» MATERIAL FOR THIS TASK
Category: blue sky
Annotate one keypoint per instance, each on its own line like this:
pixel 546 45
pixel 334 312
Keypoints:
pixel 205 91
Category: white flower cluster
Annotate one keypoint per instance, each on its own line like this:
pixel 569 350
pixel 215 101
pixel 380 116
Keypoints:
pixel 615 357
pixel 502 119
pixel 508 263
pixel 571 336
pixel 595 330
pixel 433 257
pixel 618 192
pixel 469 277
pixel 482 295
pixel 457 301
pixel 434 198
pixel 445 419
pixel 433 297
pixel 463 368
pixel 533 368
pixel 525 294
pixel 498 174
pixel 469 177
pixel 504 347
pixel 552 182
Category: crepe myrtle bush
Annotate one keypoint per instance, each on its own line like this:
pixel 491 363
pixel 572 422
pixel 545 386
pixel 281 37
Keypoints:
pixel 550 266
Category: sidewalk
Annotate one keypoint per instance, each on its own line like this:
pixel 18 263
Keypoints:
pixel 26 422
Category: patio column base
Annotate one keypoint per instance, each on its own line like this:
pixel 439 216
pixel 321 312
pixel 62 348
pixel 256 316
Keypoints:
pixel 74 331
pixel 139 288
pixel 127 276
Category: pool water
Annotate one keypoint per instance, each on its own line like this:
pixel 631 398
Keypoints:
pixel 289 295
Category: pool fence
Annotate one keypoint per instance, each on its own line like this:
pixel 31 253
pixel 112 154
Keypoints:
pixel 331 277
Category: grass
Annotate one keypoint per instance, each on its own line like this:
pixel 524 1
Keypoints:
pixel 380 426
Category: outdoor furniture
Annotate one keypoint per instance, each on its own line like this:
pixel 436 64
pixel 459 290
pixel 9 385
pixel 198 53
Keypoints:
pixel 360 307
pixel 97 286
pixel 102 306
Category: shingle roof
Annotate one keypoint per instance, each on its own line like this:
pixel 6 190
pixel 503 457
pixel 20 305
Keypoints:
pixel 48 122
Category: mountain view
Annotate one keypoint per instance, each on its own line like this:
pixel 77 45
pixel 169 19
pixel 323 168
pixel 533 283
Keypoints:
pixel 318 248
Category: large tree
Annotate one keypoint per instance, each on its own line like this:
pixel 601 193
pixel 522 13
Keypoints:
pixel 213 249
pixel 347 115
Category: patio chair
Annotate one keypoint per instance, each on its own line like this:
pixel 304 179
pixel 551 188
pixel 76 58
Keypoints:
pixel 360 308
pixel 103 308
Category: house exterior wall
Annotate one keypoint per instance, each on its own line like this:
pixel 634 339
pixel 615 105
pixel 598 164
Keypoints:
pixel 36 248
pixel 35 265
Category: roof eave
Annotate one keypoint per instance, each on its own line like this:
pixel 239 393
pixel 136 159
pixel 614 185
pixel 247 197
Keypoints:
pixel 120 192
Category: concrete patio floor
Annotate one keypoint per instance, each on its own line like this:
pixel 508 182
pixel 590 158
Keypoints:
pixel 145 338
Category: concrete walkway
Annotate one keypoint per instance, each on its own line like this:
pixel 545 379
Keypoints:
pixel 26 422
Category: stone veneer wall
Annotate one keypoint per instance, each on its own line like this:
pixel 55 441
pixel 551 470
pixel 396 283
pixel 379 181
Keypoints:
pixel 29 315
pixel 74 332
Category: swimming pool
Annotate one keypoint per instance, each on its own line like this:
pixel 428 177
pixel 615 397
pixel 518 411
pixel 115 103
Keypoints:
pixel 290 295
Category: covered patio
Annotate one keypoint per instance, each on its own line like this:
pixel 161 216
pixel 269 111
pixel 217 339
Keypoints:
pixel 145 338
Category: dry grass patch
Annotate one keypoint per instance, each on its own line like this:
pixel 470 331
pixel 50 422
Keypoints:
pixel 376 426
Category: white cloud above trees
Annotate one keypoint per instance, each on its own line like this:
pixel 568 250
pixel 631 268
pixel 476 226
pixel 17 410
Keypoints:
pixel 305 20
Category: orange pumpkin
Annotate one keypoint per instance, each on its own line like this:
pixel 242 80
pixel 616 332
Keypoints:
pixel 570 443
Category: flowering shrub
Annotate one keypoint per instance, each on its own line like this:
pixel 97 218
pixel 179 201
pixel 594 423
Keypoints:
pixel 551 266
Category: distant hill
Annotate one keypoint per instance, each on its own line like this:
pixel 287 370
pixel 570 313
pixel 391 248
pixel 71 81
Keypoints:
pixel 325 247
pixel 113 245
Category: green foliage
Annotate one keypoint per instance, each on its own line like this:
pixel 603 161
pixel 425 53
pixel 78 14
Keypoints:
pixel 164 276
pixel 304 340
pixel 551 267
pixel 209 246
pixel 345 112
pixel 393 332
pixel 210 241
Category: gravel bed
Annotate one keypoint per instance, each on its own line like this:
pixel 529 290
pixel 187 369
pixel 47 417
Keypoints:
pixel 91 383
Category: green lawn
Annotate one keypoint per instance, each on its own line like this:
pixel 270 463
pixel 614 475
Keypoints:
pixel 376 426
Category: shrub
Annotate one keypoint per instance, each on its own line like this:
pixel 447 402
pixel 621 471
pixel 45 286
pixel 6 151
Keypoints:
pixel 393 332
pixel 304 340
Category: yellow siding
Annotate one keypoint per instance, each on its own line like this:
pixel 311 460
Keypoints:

» WHAT YOU WILL DO
Rewrite all of the items above, changing every "Category" to "Label" and leaving everything else as it is.

» EXERCISE OUTPUT
Label: blue sky
Annotate one keypoint per instance, each on its own line like this:
pixel 546 45
pixel 334 312
Keypoints:
pixel 205 91
Label: white flower cluster
Annotate one keypoint per instance, each on its own line like this:
pixel 569 350
pixel 215 101
pixel 380 116
Keypoints:
pixel 615 357
pixel 502 119
pixel 508 263
pixel 571 336
pixel 595 330
pixel 433 257
pixel 618 192
pixel 469 277
pixel 482 295
pixel 457 301
pixel 434 198
pixel 445 419
pixel 433 297
pixel 463 368
pixel 533 368
pixel 525 294
pixel 498 174
pixel 469 177
pixel 504 347
pixel 552 182
Label: crepe myrtle bush
Annotate one keypoint per instance, each on its own line like this:
pixel 491 363
pixel 572 422
pixel 545 386
pixel 281 37
Keypoints:
pixel 550 266
Label: sidewalk
Annotate one keypoint per instance, each on its own line like this:
pixel 18 263
Keypoints:
pixel 26 422
Label: patio column base
Annotate one keypoint per instance, each on its own line like this:
pixel 439 216
pixel 321 312
pixel 62 348
pixel 256 316
Keypoints:
pixel 74 331
pixel 139 288
pixel 127 276
Label: pool water
Annotate one keypoint per instance, each on its own line like this:
pixel 631 398
Keypoints:
pixel 289 295
Label: pool fence
Annotate one keypoint per instance, each on its own line like this:
pixel 31 253
pixel 112 154
Keypoints:
pixel 331 277
Label: grass
Annotate one keypoint per instance, each on its own line like this:
pixel 524 1
Keypoints:
pixel 380 426
Label: outdoor furniture
Annotate one keypoint per instance, each on its own line like this:
pixel 436 64
pixel 459 290
pixel 9 385
pixel 198 53
Keypoints:
pixel 360 307
pixel 97 286
pixel 102 306
Label: shingle roof
Annotate one keypoint per instance, each on its own line like this:
pixel 6 190
pixel 503 457
pixel 20 305
Keypoints:
pixel 48 122
Label: mountain view
Annotate one keypoint per instance, each on its own line like this:
pixel 77 45
pixel 169 19
pixel 323 168
pixel 533 283
Keypoints:
pixel 318 248
Label: large tree
Annotate one keypoint per instance, each on its own line like this:
pixel 601 193
pixel 522 13
Keypoints:
pixel 213 249
pixel 347 115
Label: patio chair
Annotate one keypoint per instance, each on its own line like this:
pixel 304 179
pixel 551 188
pixel 76 58
Keypoints:
pixel 360 308
pixel 103 308
Label: house exterior wall
Annotate one keypoint per instance, each on its own line like this:
pixel 634 339
pixel 615 105
pixel 598 164
Keypoints:
pixel 36 248
pixel 35 265
Label: roof eave
Annotate one keypoint per instance, each on its own line like this:
pixel 239 393
pixel 136 159
pixel 614 185
pixel 247 197
Keypoints:
pixel 120 192
Label: concrete patio floor
Annotate one keypoint per instance, each on its own line like this:
pixel 508 182
pixel 590 158
Keypoints:
pixel 145 338
Label: concrete walkway
Annotate one keypoint per instance, each on its own line like this:
pixel 545 379
Keypoints:
pixel 26 422
Label: stone veneer wall
Annotate one keypoint per instance, each on its own line like this:
pixel 55 441
pixel 551 470
pixel 396 283
pixel 379 181
Keypoints:
pixel 29 315
pixel 74 332
Label: swimming pool
Annotate one keypoint per instance, each on its own line like this:
pixel 428 177
pixel 615 397
pixel 518 411
pixel 115 103
Keypoints:
pixel 290 295
Label: covered patio
Annotate one keypoint per instance, each on its own line like this:
pixel 161 216
pixel 269 111
pixel 217 339
Keypoints:
pixel 145 338
Label: dry grass patch
Annotate one keypoint per instance, each on its own line like this:
pixel 470 331
pixel 50 422
Keypoints:
pixel 376 426
Label: white cloud above trees
Annotate one keypoint per instance, each on its own line like this:
pixel 568 250
pixel 631 268
pixel 476 226
pixel 17 410
Keypoints:
pixel 305 20
Label: orange pumpkin
Annotate one keypoint per instance, each on its own line like this:
pixel 242 80
pixel 616 332
Keypoints:
pixel 570 443
Label: flowering shrub
Annotate one keypoint per instance, each on its own line like this:
pixel 97 218
pixel 179 201
pixel 594 423
Keypoints:
pixel 551 266
Label: distant hill
Annotate one keypoint per instance, each on its own line like this:
pixel 287 370
pixel 570 313
pixel 391 248
pixel 71 81
Keypoints:
pixel 325 247
pixel 113 245
Label: green foliage
Annotate one keypoint per instance, each on its own line like this:
pixel 603 161
pixel 425 53
pixel 78 14
Keypoints:
pixel 164 276
pixel 304 340
pixel 551 267
pixel 209 246
pixel 345 112
pixel 393 332
pixel 210 241
Label: gravel bed
Annotate one keypoint per instance, each on its own line like this:
pixel 529 290
pixel 187 369
pixel 47 417
Keypoints:
pixel 91 383
Label: green lawn
Annotate one keypoint per instance, each on its own line like this:
pixel 270 463
pixel 614 475
Keypoints:
pixel 376 426
Label: shrub
Annotate one keypoint per instance, each on its own line like this:
pixel 447 402
pixel 621 471
pixel 45 286
pixel 6 151
Keypoints:
pixel 393 332
pixel 304 340
Label: yellow siding
Annotate one keypoint per instance, each on its own line like this:
pixel 311 460
Keypoints:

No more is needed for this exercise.